╭─ Article
GT 2.4: GRAM RSL Parameters

Below is the list of RSL paramters that the GRAM jobmanager attempts to locate in the RSL specification and a definition of their use.  Parameters marked with an asterisk (*) are new since version 2.0.

(directory=value)
Specifies the path of the directory the jobmanager will use as the default directory for the requested job.

Default: Current working directory (as set by the gatekeeper).
 
(executable=value) *GASS enabled     * required parameter *
The name of the executable file to run on the remote machine.  If the value is a GASS URL, the file is transferred to the remote gass cache before executing the job and removed after the job has terminated.

Default: None
 
(arguments=value [value] [value] ...)
The command line arguments for the executable.  Use quotes, if a space is required in a single argument.

Example:  ( arguments= "a and b" ccc d )
              argv[1]="a and b"
              argv[2]="ccc"
              argv[3]="d"

Default: NULL

(stdin=value)
*GASS enabled
The name of the file to be used as standard input for the executable on the remote machine.  If the value is a GASS URL, the file is transferred to the remote gass cache before executing the job and removed after the job has terminated.

Default: /dev/null
 
(stdout=value) *GASS enabled
The name of the remote file to store the standard output from the job.  If the value is a GASS URL, the standard output from the job is transferred dynamically during the execution of the job.
 
Default: /dev/null
(stderr=value*GASS enabled
The name of the remote file to store the standard error from the job.  If the value is a GASS URL, the standard error from the job is transferred dynamically during the execution of the job.

Default: /dev/null
 
(count=value)
The number of executions of the executable.

Default: 1
 
(environment=(var value) [(var value)] ...)
╰─
╭─ Record excerpts
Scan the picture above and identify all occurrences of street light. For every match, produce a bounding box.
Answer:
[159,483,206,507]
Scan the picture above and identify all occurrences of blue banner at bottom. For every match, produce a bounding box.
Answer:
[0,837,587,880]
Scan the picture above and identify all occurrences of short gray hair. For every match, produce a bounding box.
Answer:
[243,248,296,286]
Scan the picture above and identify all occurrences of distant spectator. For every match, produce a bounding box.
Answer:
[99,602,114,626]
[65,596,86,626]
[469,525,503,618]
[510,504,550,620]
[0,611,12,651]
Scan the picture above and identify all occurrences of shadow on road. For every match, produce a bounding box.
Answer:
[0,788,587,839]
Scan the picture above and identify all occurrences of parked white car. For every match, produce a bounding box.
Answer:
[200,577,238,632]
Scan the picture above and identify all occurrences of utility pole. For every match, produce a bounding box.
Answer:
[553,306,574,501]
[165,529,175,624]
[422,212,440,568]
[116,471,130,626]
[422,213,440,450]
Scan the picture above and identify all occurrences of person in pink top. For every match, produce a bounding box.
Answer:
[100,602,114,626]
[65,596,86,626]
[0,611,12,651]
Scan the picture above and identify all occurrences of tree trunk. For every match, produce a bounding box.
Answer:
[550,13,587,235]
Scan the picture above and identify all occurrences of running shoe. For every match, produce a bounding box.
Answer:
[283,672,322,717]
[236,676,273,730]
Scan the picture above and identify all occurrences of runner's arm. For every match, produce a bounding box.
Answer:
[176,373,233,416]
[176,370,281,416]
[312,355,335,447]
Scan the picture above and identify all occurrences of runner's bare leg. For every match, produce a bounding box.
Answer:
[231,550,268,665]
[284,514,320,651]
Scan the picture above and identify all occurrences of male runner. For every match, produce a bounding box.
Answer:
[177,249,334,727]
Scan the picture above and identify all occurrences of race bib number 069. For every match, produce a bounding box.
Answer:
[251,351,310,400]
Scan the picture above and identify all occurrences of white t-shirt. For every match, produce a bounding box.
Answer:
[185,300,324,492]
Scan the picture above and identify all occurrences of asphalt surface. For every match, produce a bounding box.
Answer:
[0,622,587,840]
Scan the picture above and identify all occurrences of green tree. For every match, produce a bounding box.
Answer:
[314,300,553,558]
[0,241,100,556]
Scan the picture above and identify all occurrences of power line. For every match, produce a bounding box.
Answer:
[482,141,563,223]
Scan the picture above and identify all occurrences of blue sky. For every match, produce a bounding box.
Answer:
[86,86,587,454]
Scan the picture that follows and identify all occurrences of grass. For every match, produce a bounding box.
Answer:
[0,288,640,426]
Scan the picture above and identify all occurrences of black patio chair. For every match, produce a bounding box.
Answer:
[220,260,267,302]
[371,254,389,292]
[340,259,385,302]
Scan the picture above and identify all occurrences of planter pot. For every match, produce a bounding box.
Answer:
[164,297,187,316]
╰─
__Task instructions__
**A)** In the GRAM RSL parameter list, what is the default value of the count parameter?
**B)** Reproduce everything in the GRAM RSL parameter list from "Default: Current working" down to "a single argument.".
Work from the GRAM RSL parameter list alone, not the material.

__Exercise solutions__
**A)** 1

**B)**
Default: Current working directory (as set by the gatekeeper).
 
(executable=value) *GASS enabled     * required parameter *
The name of the executable file to run on the remote machine.  If the value is a GASS URL, the file is transferred to the remote gass cache before executing the job and removed after the job has terminated.

Default: None
 
(arguments=value [value] [value] ...)
The command line arguments for the executable.  Use quotes, if a space is required in a single argument.